◆ Records provided ◆

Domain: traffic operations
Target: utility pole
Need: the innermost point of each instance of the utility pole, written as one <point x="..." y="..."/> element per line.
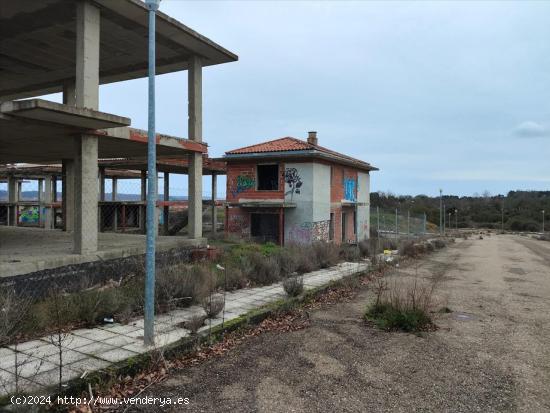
<point x="149" y="331"/>
<point x="396" y="223"/>
<point x="444" y="223"/>
<point x="440" y="211"/>
<point x="378" y="227"/>
<point x="502" y="217"/>
<point x="408" y="223"/>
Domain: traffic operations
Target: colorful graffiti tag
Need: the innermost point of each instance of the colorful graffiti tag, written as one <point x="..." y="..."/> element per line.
<point x="308" y="232"/>
<point x="242" y="183"/>
<point x="349" y="189"/>
<point x="29" y="215"/>
<point x="292" y="178"/>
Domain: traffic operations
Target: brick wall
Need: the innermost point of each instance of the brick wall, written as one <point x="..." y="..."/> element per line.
<point x="242" y="181"/>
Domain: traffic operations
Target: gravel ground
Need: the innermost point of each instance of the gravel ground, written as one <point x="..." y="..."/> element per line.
<point x="490" y="354"/>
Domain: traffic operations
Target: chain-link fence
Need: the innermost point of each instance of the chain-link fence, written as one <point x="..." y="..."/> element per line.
<point x="397" y="223"/>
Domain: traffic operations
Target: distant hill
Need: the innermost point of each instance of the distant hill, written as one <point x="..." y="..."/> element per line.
<point x="522" y="209"/>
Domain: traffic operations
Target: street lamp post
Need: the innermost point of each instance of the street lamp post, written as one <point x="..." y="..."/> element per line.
<point x="440" y="211"/>
<point x="149" y="332"/>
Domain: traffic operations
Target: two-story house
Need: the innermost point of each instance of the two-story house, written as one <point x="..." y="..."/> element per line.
<point x="290" y="190"/>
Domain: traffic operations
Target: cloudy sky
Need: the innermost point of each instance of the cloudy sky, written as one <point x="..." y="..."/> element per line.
<point x="436" y="94"/>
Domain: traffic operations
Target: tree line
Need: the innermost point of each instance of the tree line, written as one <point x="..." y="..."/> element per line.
<point x="516" y="211"/>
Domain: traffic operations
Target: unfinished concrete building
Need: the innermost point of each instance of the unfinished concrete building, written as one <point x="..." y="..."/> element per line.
<point x="73" y="47"/>
<point x="293" y="191"/>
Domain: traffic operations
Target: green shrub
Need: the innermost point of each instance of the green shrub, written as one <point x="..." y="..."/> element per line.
<point x="387" y="317"/>
<point x="350" y="253"/>
<point x="293" y="286"/>
<point x="326" y="254"/>
<point x="263" y="270"/>
<point x="213" y="305"/>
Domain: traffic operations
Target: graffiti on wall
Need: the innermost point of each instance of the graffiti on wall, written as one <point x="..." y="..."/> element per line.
<point x="29" y="215"/>
<point x="309" y="232"/>
<point x="237" y="224"/>
<point x="292" y="178"/>
<point x="349" y="189"/>
<point x="241" y="184"/>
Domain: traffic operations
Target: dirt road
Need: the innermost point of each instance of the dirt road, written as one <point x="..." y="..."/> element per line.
<point x="491" y="354"/>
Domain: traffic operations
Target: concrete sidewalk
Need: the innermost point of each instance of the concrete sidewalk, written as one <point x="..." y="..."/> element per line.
<point x="88" y="350"/>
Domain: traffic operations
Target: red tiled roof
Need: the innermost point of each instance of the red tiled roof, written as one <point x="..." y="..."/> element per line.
<point x="276" y="145"/>
<point x="289" y="144"/>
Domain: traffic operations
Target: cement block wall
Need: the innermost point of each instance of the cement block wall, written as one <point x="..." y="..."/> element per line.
<point x="363" y="206"/>
<point x="306" y="186"/>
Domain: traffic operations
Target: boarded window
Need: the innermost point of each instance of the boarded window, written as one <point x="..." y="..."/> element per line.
<point x="268" y="177"/>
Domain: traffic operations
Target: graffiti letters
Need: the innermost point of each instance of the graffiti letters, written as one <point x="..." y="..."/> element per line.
<point x="349" y="189"/>
<point x="310" y="231"/>
<point x="242" y="183"/>
<point x="292" y="178"/>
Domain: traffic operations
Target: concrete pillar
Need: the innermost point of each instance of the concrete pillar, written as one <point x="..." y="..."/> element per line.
<point x="40" y="202"/>
<point x="166" y="209"/>
<point x="13" y="198"/>
<point x="48" y="199"/>
<point x="114" y="189"/>
<point x="87" y="96"/>
<point x="101" y="198"/>
<point x="86" y="171"/>
<point x="87" y="55"/>
<point x="142" y="207"/>
<point x="102" y="183"/>
<point x="195" y="159"/>
<point x="214" y="209"/>
<point x="68" y="193"/>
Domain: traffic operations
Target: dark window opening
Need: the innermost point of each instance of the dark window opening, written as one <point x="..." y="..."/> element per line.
<point x="331" y="227"/>
<point x="344" y="225"/>
<point x="265" y="227"/>
<point x="268" y="177"/>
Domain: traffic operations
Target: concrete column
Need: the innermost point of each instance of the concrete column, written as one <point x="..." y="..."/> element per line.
<point x="102" y="183"/>
<point x="68" y="193"/>
<point x="48" y="199"/>
<point x="13" y="198"/>
<point x="195" y="159"/>
<point x="40" y="202"/>
<point x="114" y="189"/>
<point x="214" y="209"/>
<point x="101" y="198"/>
<point x="166" y="209"/>
<point x="87" y="55"/>
<point x="142" y="207"/>
<point x="86" y="171"/>
<point x="86" y="157"/>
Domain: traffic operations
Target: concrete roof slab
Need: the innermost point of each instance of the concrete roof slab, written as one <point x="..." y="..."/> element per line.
<point x="38" y="47"/>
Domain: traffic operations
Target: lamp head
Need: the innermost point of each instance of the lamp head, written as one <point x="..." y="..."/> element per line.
<point x="152" y="4"/>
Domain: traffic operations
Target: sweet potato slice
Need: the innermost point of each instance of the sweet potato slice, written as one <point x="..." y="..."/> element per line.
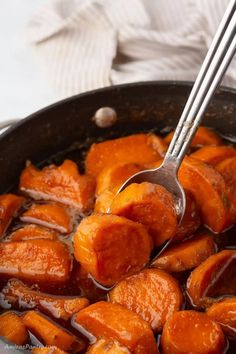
<point x="31" y="232"/>
<point x="212" y="278"/>
<point x="192" y="332"/>
<point x="227" y="169"/>
<point x="153" y="294"/>
<point x="186" y="255"/>
<point x="214" y="154"/>
<point x="112" y="178"/>
<point x="12" y="328"/>
<point x="138" y="149"/>
<point x="50" y="333"/>
<point x="209" y="190"/>
<point x="9" y="206"/>
<point x="103" y="202"/>
<point x="224" y="312"/>
<point x="61" y="184"/>
<point x="115" y="322"/>
<point x="151" y="205"/>
<point x="53" y="216"/>
<point x="204" y="136"/>
<point x="19" y="296"/>
<point x="35" y="260"/>
<point x="111" y="247"/>
<point x="48" y="350"/>
<point x="191" y="219"/>
<point x="107" y="346"/>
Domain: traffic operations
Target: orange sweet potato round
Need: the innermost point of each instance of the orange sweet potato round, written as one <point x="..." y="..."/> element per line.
<point x="12" y="328"/>
<point x="204" y="281"/>
<point x="113" y="321"/>
<point x="204" y="136"/>
<point x="112" y="178"/>
<point x="186" y="255"/>
<point x="150" y="204"/>
<point x="111" y="247"/>
<point x="214" y="154"/>
<point x="192" y="332"/>
<point x="153" y="294"/>
<point x="138" y="149"/>
<point x="209" y="190"/>
<point x="224" y="312"/>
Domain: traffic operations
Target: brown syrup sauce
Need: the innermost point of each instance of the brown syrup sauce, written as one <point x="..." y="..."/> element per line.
<point x="89" y="287"/>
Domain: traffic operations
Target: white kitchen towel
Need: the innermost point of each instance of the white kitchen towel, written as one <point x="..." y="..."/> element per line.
<point x="88" y="44"/>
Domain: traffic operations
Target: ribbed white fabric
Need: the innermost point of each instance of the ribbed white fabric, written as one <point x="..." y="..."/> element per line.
<point x="87" y="44"/>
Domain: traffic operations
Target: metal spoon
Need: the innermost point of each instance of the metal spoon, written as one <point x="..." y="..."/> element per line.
<point x="214" y="66"/>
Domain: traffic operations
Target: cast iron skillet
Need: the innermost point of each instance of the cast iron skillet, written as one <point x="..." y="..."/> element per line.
<point x="67" y="128"/>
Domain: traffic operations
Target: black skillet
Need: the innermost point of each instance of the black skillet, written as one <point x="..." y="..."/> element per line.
<point x="67" y="128"/>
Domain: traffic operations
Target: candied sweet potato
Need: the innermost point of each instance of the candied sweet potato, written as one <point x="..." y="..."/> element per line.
<point x="209" y="190"/>
<point x="186" y="255"/>
<point x="35" y="260"/>
<point x="110" y="247"/>
<point x="61" y="184"/>
<point x="107" y="346"/>
<point x="31" y="232"/>
<point x="12" y="328"/>
<point x="214" y="154"/>
<point x="203" y="279"/>
<point x="19" y="295"/>
<point x="203" y="137"/>
<point x="224" y="312"/>
<point x="192" y="332"/>
<point x="9" y="206"/>
<point x="227" y="169"/>
<point x="53" y="216"/>
<point x="112" y="178"/>
<point x="153" y="294"/>
<point x="115" y="322"/>
<point x="103" y="202"/>
<point x="151" y="205"/>
<point x="138" y="149"/>
<point x="50" y="333"/>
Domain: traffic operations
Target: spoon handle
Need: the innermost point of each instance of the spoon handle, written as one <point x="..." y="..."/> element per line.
<point x="214" y="66"/>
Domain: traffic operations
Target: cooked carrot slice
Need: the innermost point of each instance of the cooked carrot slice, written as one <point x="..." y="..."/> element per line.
<point x="203" y="280"/>
<point x="192" y="332"/>
<point x="50" y="333"/>
<point x="204" y="136"/>
<point x="53" y="216"/>
<point x="214" y="154"/>
<point x="138" y="149"/>
<point x="103" y="202"/>
<point x="209" y="190"/>
<point x="153" y="294"/>
<point x="12" y="328"/>
<point x="19" y="295"/>
<point x="191" y="219"/>
<point x="111" y="247"/>
<point x="47" y="350"/>
<point x="35" y="260"/>
<point x="30" y="232"/>
<point x="9" y="206"/>
<point x="186" y="255"/>
<point x="113" y="321"/>
<point x="107" y="346"/>
<point x="150" y="204"/>
<point x="224" y="312"/>
<point x="227" y="169"/>
<point x="61" y="184"/>
<point x="112" y="178"/>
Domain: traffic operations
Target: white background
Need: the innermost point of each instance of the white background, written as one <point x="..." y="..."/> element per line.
<point x="23" y="88"/>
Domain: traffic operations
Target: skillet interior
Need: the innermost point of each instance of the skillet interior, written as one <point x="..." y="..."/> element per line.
<point x="68" y="125"/>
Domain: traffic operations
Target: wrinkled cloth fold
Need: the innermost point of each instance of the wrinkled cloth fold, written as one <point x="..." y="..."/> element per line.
<point x="88" y="44"/>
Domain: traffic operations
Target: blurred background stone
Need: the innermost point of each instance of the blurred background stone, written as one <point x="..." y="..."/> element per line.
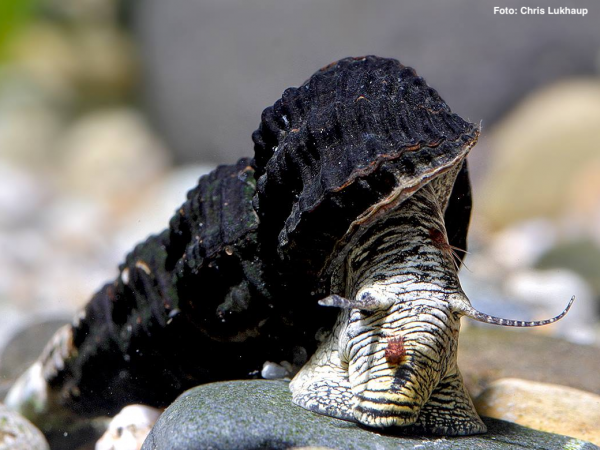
<point x="110" y="110"/>
<point x="489" y="353"/>
<point x="17" y="433"/>
<point x="541" y="406"/>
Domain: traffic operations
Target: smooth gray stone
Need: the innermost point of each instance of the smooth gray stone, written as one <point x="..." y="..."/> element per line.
<point x="259" y="414"/>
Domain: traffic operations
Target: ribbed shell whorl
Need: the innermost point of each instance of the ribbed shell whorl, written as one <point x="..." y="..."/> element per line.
<point x="357" y="131"/>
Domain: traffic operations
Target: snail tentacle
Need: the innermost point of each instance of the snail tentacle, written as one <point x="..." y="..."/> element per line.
<point x="464" y="308"/>
<point x="365" y="302"/>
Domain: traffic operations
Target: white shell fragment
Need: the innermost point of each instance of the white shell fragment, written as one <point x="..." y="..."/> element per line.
<point x="129" y="428"/>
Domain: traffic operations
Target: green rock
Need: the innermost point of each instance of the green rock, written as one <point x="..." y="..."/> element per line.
<point x="259" y="414"/>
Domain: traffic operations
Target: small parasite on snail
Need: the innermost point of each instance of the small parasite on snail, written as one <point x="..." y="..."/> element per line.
<point x="352" y="217"/>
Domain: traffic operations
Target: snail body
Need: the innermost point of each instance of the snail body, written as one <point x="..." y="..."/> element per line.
<point x="358" y="188"/>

◆ Task brief ◆
Return, line for line and unchanged, the data from its first line through the line containing "Target: utility pole".

◆ Exercise answer ◆
Domain: traffic operations
Target: utility pole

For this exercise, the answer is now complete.